Excerpt:
It may start innocently enough when an employee self-accesses PHI or looks up that of a neighbor but can quickly turn into a bigger risk as the behavior escalates. When performing a manual audit, it’s impossible for humans to track and predict those violations like an AI-powered compliance monitoring solution easily can.

Some good news is the immense financial and reputational risk to the organization, along with the highly damaging erosion of patient trust, from insider events can be mitigated by on-the-spot intervention as part of an ongoing preventive healthcare compliance monitoring program, as discovered in a study I co-authored.

Exacerbating Factors

In an industry still reeling from the impact of Covid-19, we’ve seen incredible churn in the workforce along with critical staffing shortages. Compounding the problem is a report that an estimated one-third of nurses plan to quit in 2022. With many new healthcare employees coming on board plus continued reliance on travel nurses, there’s a profound lack of understanding of hospitals’ and healthcare organizations’ compliance policies, which can lead to more insider security events.

Data:
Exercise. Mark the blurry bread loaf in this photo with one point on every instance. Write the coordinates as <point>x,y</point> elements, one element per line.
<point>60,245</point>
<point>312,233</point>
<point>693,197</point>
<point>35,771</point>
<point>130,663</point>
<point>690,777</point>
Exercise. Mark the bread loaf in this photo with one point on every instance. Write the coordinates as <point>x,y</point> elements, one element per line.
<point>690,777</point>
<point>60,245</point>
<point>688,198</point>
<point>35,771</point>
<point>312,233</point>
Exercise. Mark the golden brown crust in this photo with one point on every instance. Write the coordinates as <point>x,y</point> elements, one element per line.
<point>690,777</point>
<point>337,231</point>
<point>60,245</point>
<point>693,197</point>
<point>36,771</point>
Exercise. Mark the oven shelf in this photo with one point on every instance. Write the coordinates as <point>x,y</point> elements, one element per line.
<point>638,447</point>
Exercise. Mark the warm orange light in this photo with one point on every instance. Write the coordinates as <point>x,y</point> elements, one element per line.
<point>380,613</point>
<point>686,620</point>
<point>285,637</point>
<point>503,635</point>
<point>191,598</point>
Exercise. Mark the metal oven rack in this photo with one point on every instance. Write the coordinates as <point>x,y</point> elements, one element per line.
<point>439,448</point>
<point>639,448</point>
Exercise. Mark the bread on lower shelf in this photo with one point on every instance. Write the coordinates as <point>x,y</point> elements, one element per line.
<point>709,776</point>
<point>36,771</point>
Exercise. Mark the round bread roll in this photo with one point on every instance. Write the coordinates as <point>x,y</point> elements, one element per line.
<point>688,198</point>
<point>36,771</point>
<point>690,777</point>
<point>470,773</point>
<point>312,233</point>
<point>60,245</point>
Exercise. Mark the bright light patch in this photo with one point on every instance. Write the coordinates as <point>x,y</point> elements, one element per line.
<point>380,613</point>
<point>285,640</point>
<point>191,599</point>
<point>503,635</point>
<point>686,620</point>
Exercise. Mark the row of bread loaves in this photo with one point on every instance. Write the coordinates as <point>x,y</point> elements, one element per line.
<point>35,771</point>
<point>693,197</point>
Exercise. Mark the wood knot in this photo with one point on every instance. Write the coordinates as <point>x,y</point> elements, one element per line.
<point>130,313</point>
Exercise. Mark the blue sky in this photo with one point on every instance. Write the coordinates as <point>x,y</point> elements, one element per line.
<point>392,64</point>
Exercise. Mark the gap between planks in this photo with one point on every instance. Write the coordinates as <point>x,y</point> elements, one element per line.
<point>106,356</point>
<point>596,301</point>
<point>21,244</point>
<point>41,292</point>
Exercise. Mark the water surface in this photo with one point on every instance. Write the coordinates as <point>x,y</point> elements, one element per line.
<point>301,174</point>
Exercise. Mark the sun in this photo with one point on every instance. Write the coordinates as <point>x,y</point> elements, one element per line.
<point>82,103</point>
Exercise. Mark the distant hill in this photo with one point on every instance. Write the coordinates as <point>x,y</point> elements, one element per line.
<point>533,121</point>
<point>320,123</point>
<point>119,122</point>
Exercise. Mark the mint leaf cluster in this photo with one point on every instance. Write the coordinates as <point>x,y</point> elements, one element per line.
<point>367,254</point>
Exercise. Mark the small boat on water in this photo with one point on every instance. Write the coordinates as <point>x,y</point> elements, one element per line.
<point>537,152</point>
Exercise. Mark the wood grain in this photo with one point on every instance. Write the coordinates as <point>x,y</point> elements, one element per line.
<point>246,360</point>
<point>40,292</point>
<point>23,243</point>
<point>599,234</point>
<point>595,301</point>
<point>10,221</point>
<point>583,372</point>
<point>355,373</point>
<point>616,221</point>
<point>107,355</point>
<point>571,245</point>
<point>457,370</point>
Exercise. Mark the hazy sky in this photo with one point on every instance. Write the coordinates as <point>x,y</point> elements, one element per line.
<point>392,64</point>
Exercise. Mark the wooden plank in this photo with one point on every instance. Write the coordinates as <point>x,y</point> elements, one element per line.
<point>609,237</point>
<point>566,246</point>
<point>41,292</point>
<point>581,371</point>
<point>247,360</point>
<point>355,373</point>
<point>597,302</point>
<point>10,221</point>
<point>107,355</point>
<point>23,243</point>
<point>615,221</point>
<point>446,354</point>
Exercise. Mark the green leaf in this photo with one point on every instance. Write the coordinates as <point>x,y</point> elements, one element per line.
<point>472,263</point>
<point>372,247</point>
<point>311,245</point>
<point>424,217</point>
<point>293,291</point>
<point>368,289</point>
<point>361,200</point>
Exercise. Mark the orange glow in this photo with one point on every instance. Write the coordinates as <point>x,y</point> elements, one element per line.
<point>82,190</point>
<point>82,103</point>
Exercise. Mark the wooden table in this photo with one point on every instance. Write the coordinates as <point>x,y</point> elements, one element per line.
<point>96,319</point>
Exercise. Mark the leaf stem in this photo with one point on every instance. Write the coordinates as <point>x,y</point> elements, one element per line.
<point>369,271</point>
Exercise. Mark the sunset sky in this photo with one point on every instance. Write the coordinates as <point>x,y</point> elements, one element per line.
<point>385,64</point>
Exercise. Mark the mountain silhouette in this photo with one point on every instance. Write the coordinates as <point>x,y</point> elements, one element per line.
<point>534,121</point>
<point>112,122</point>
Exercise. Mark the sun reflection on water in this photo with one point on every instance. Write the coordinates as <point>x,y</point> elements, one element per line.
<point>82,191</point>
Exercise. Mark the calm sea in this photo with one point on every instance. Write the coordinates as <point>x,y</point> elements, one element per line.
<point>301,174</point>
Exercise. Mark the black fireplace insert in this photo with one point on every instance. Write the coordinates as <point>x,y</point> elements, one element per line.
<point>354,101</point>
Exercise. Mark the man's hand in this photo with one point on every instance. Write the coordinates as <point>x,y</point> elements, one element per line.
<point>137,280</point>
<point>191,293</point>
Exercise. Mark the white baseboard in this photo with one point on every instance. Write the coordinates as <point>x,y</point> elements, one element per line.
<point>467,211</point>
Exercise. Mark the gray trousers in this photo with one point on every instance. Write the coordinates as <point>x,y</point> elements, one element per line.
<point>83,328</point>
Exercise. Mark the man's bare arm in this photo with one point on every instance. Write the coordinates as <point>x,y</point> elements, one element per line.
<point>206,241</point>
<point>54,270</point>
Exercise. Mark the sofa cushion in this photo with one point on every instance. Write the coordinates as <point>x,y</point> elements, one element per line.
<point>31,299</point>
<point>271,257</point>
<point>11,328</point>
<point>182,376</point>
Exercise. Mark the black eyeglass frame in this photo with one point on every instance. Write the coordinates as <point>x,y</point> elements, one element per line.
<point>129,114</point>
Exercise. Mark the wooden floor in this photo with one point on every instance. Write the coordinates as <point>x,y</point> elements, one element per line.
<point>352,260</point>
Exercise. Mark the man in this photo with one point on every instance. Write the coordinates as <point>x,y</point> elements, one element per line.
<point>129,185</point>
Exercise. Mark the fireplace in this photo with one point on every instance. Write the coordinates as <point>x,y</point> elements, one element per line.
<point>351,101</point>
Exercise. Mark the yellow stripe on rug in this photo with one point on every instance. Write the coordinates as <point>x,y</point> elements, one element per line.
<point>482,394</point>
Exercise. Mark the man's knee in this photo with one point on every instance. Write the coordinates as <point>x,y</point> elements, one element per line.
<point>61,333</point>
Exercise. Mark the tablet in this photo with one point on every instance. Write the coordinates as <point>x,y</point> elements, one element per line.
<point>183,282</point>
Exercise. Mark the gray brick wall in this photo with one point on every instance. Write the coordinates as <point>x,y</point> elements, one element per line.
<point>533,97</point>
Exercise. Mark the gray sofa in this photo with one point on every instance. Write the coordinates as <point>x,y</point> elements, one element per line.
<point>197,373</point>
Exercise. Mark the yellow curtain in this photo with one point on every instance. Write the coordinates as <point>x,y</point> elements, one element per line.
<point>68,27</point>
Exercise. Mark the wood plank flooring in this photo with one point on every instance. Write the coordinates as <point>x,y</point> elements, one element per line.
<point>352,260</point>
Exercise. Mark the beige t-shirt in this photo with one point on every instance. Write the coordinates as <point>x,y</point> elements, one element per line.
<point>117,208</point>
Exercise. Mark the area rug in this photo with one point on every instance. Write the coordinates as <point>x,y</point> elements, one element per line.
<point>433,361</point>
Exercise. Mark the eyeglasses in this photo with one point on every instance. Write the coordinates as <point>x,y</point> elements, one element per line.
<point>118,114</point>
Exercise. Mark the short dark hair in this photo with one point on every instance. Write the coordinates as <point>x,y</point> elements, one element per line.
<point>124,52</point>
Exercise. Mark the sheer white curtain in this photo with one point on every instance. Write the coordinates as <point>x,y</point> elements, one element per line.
--
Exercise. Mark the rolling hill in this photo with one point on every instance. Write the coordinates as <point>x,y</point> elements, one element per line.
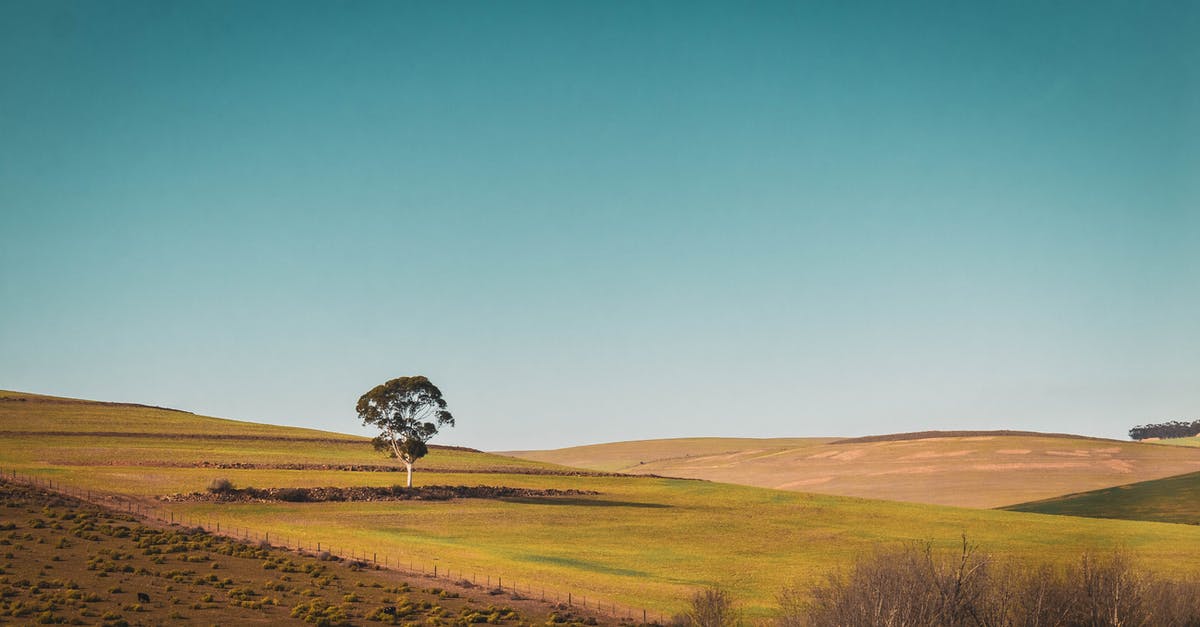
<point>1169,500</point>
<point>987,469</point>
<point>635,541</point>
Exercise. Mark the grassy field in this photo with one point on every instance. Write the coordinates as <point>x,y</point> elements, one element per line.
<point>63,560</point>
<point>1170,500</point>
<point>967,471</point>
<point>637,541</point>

Work to complete:
(1) Condense the paragraph of the healthcare compliance excerpt that begins "In an industry still reeling" into a short bulleted list, keeping its main facts.
(2) Using the healthcare compliance excerpt, answer each question briefly:
(a) What two actions by an employee are given as ways insider behavior may start?
(b) According to the excerpt, what can mitigate the risks from insider events?
(c) What share of nurses does a report estimate plan to quit in 2022?
(3) Repeat word for word the part of the healthcare compliance excerpt starting with "In an industry" and going on through "insider security events.".
The material above is unrelated to the healthcare compliance excerpt.

Numbered responses:
(1)
- The healthcare industry is still feeling the impact of Covid-19, with heavy workforce churn and critical staffing shortages.
- A report estimates that one-third of nurses plan to quit in 2022.
- Many new employees and continued reliance on travel nurses mean a profound lack of understanding of compliance policies.
- This gap can lead to more insider security events.

(2)
(a) Self-accessing PHI or looking up a neighbor's PHI.
(b) On-the-spot intervention as part of an ongoing preventive healthcare compliance monitoring program.
(c) An estimated one-third.

(3)
In an industry still reeling from the impact of Covid-19, we’ve seen incredible churn in the workforce along with critical staffing shortages. Compounding the problem is a report that an estimated one-third of nurses plan to quit in 2022. With many new healthcare employees coming on board plus continued reliance on travel nurses, there’s a profound lack of understanding of hospitals’ and healthcare organizations’ compliance policies, which can lead to more insider security events.